## EXERCISE BRIEF
The entries must be set down again word for word; no pictures belong in the copy.

■ ■ ■

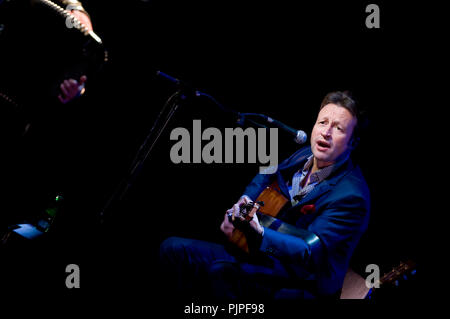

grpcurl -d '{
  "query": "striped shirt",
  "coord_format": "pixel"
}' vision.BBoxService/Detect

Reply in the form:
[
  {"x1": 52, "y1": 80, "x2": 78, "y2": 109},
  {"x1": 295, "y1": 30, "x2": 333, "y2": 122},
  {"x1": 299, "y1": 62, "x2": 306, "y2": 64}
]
[{"x1": 288, "y1": 155, "x2": 335, "y2": 206}]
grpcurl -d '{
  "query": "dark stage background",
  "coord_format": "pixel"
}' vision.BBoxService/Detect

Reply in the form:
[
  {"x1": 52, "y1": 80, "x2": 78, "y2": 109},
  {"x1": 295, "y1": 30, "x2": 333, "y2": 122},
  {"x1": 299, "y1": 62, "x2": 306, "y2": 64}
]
[{"x1": 1, "y1": 0, "x2": 433, "y2": 311}]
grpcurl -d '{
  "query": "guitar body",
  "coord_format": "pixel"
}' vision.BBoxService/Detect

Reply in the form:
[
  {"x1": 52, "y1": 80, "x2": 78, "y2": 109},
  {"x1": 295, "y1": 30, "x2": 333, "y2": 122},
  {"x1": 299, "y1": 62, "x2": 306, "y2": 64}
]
[
  {"x1": 229, "y1": 182, "x2": 289, "y2": 252},
  {"x1": 256, "y1": 182, "x2": 290, "y2": 217}
]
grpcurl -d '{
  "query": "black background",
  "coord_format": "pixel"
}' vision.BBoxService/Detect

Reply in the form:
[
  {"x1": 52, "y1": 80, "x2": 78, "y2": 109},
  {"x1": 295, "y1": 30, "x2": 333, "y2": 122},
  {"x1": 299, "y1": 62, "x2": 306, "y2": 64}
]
[{"x1": 1, "y1": 0, "x2": 436, "y2": 313}]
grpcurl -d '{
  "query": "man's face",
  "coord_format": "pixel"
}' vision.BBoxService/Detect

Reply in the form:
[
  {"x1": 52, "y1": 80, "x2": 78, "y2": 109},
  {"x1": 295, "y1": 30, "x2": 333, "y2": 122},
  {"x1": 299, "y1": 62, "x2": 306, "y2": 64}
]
[{"x1": 310, "y1": 103, "x2": 357, "y2": 168}]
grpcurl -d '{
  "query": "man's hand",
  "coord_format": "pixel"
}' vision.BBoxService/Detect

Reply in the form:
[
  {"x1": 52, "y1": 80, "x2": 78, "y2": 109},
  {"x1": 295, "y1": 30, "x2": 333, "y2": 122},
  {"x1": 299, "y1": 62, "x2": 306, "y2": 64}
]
[
  {"x1": 58, "y1": 75, "x2": 87, "y2": 104},
  {"x1": 248, "y1": 210, "x2": 264, "y2": 236},
  {"x1": 71, "y1": 10, "x2": 93, "y2": 32},
  {"x1": 220, "y1": 196, "x2": 264, "y2": 240},
  {"x1": 220, "y1": 210, "x2": 235, "y2": 240}
]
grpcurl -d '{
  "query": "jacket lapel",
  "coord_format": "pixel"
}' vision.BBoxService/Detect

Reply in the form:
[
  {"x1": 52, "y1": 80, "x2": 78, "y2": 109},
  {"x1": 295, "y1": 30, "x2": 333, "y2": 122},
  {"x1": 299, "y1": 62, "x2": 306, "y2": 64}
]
[
  {"x1": 276, "y1": 173, "x2": 292, "y2": 200},
  {"x1": 276, "y1": 149, "x2": 312, "y2": 200},
  {"x1": 293, "y1": 179, "x2": 332, "y2": 207},
  {"x1": 291, "y1": 157, "x2": 352, "y2": 208}
]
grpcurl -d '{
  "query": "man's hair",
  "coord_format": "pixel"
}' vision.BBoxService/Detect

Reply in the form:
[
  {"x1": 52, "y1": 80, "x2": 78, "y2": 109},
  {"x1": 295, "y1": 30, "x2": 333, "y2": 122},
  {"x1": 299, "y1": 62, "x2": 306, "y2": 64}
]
[{"x1": 320, "y1": 91, "x2": 363, "y2": 148}]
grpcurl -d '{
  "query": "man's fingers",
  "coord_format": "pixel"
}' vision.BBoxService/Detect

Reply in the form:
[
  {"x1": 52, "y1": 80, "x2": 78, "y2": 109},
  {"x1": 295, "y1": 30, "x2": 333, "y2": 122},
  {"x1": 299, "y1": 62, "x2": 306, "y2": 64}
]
[
  {"x1": 239, "y1": 196, "x2": 250, "y2": 205},
  {"x1": 59, "y1": 78, "x2": 87, "y2": 103},
  {"x1": 60, "y1": 82, "x2": 69, "y2": 97},
  {"x1": 58, "y1": 94, "x2": 68, "y2": 104},
  {"x1": 221, "y1": 212, "x2": 235, "y2": 237},
  {"x1": 248, "y1": 205, "x2": 259, "y2": 219},
  {"x1": 232, "y1": 204, "x2": 240, "y2": 217},
  {"x1": 67, "y1": 79, "x2": 80, "y2": 94}
]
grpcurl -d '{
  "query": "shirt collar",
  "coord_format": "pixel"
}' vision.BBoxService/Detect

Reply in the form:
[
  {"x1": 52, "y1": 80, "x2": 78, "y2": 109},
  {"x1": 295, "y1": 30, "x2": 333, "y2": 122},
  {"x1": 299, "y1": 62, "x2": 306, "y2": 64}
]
[{"x1": 302, "y1": 149, "x2": 351, "y2": 184}]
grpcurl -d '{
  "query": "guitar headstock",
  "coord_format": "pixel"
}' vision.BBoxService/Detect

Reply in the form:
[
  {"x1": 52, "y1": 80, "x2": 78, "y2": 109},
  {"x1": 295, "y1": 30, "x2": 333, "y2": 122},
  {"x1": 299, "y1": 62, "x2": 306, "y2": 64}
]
[{"x1": 378, "y1": 260, "x2": 417, "y2": 287}]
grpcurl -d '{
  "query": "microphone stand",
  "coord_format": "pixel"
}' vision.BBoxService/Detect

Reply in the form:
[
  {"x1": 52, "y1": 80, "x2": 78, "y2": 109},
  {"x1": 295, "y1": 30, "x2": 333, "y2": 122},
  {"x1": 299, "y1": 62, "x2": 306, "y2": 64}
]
[
  {"x1": 236, "y1": 113, "x2": 269, "y2": 129},
  {"x1": 99, "y1": 82, "x2": 187, "y2": 224},
  {"x1": 97, "y1": 71, "x2": 277, "y2": 225}
]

■ ■ ■

## WRITTEN RESPONSE
grpcurl -d '{
  "query": "striped shirt",
  "coord_format": "pixel"
}' vision.BBoxService/Detect

Reply in the form:
[
  {"x1": 52, "y1": 80, "x2": 78, "y2": 109},
  {"x1": 295, "y1": 30, "x2": 333, "y2": 122},
  {"x1": 299, "y1": 62, "x2": 306, "y2": 64}
]
[{"x1": 288, "y1": 155, "x2": 335, "y2": 206}]
grpcurl -d '{
  "query": "dark stage background",
  "coord_format": "pixel"
}' vision.BBoxService/Detect

Reply in the form:
[
  {"x1": 52, "y1": 80, "x2": 78, "y2": 109},
  {"x1": 295, "y1": 30, "x2": 333, "y2": 122},
  {"x1": 299, "y1": 62, "x2": 306, "y2": 64}
]
[{"x1": 1, "y1": 0, "x2": 433, "y2": 311}]
grpcurl -d '{
  "query": "guitar body",
  "coord_format": "pixel"
}' vision.BBoxService/Detect

Reply in the form:
[
  {"x1": 52, "y1": 80, "x2": 78, "y2": 109},
  {"x1": 295, "y1": 30, "x2": 333, "y2": 122},
  {"x1": 299, "y1": 62, "x2": 306, "y2": 64}
]
[
  {"x1": 229, "y1": 182, "x2": 289, "y2": 252},
  {"x1": 256, "y1": 182, "x2": 290, "y2": 217}
]
grpcurl -d '{
  "query": "black background",
  "coord_format": "pixel"
}' vision.BBoxService/Detect

Reply in the form:
[
  {"x1": 52, "y1": 80, "x2": 78, "y2": 109},
  {"x1": 295, "y1": 30, "x2": 333, "y2": 122},
  {"x1": 299, "y1": 62, "x2": 306, "y2": 64}
]
[{"x1": 1, "y1": 0, "x2": 436, "y2": 313}]
grpcurl -d '{
  "query": "man's face",
  "coord_format": "pixel"
}' vision.BBoxService/Detect

Reply in the form:
[
  {"x1": 52, "y1": 80, "x2": 78, "y2": 109},
  {"x1": 295, "y1": 30, "x2": 333, "y2": 122},
  {"x1": 299, "y1": 62, "x2": 306, "y2": 64}
]
[{"x1": 310, "y1": 103, "x2": 357, "y2": 168}]
grpcurl -d '{
  "query": "man's hand",
  "coord_format": "pixel"
}' vision.BBoxService/Detect

Reply in the form:
[
  {"x1": 52, "y1": 80, "x2": 78, "y2": 109},
  {"x1": 295, "y1": 30, "x2": 333, "y2": 122},
  {"x1": 299, "y1": 62, "x2": 306, "y2": 64}
]
[
  {"x1": 58, "y1": 75, "x2": 87, "y2": 104},
  {"x1": 248, "y1": 210, "x2": 264, "y2": 236},
  {"x1": 71, "y1": 10, "x2": 93, "y2": 32},
  {"x1": 220, "y1": 196, "x2": 264, "y2": 240},
  {"x1": 220, "y1": 210, "x2": 235, "y2": 240}
]
grpcurl -d '{
  "query": "jacket lapel",
  "coord_format": "pixel"
}' vision.BBoxService/Detect

Reply in the form:
[
  {"x1": 52, "y1": 80, "x2": 78, "y2": 109},
  {"x1": 295, "y1": 30, "x2": 333, "y2": 122},
  {"x1": 299, "y1": 62, "x2": 306, "y2": 64}
]
[
  {"x1": 276, "y1": 173, "x2": 292, "y2": 200},
  {"x1": 276, "y1": 149, "x2": 312, "y2": 200},
  {"x1": 293, "y1": 179, "x2": 332, "y2": 207},
  {"x1": 291, "y1": 157, "x2": 352, "y2": 208}
]
grpcurl -d '{
  "query": "man's hair",
  "coord_format": "pixel"
}' vision.BBoxService/Detect

Reply in the form:
[
  {"x1": 52, "y1": 80, "x2": 78, "y2": 109},
  {"x1": 295, "y1": 30, "x2": 333, "y2": 122},
  {"x1": 299, "y1": 62, "x2": 306, "y2": 64}
]
[{"x1": 320, "y1": 91, "x2": 363, "y2": 148}]
grpcurl -d '{
  "query": "man's fingers",
  "coord_format": "pixel"
}' vision.BBoxService/Detect

Reply in the form:
[
  {"x1": 52, "y1": 80, "x2": 78, "y2": 109},
  {"x1": 295, "y1": 30, "x2": 333, "y2": 122},
  {"x1": 299, "y1": 62, "x2": 306, "y2": 64}
]
[
  {"x1": 239, "y1": 196, "x2": 250, "y2": 205},
  {"x1": 59, "y1": 78, "x2": 87, "y2": 103},
  {"x1": 60, "y1": 82, "x2": 69, "y2": 97},
  {"x1": 58, "y1": 94, "x2": 68, "y2": 104},
  {"x1": 221, "y1": 212, "x2": 235, "y2": 237},
  {"x1": 248, "y1": 205, "x2": 259, "y2": 219},
  {"x1": 232, "y1": 204, "x2": 240, "y2": 217},
  {"x1": 67, "y1": 79, "x2": 80, "y2": 94}
]
grpcurl -d '{
  "query": "shirt collar",
  "coord_format": "pixel"
}' vision.BBoxService/Detect

Reply in the form:
[
  {"x1": 52, "y1": 80, "x2": 78, "y2": 109},
  {"x1": 295, "y1": 30, "x2": 333, "y2": 122},
  {"x1": 299, "y1": 62, "x2": 306, "y2": 64}
]
[{"x1": 302, "y1": 149, "x2": 351, "y2": 184}]
grpcurl -d '{
  "query": "guitar headstock",
  "coord_format": "pixel"
}' vision.BBoxService/Detect

Reply in the form:
[
  {"x1": 52, "y1": 80, "x2": 78, "y2": 109},
  {"x1": 295, "y1": 30, "x2": 333, "y2": 122},
  {"x1": 299, "y1": 62, "x2": 306, "y2": 64}
]
[{"x1": 378, "y1": 260, "x2": 417, "y2": 287}]
grpcurl -d '{
  "query": "microphone stand",
  "coord_format": "pixel"
}' vision.BBoxService/Detect

Reply in the form:
[
  {"x1": 52, "y1": 80, "x2": 78, "y2": 109},
  {"x1": 295, "y1": 30, "x2": 333, "y2": 122},
  {"x1": 299, "y1": 62, "x2": 306, "y2": 64}
]
[
  {"x1": 236, "y1": 113, "x2": 269, "y2": 129},
  {"x1": 99, "y1": 82, "x2": 187, "y2": 224},
  {"x1": 97, "y1": 71, "x2": 277, "y2": 225}
]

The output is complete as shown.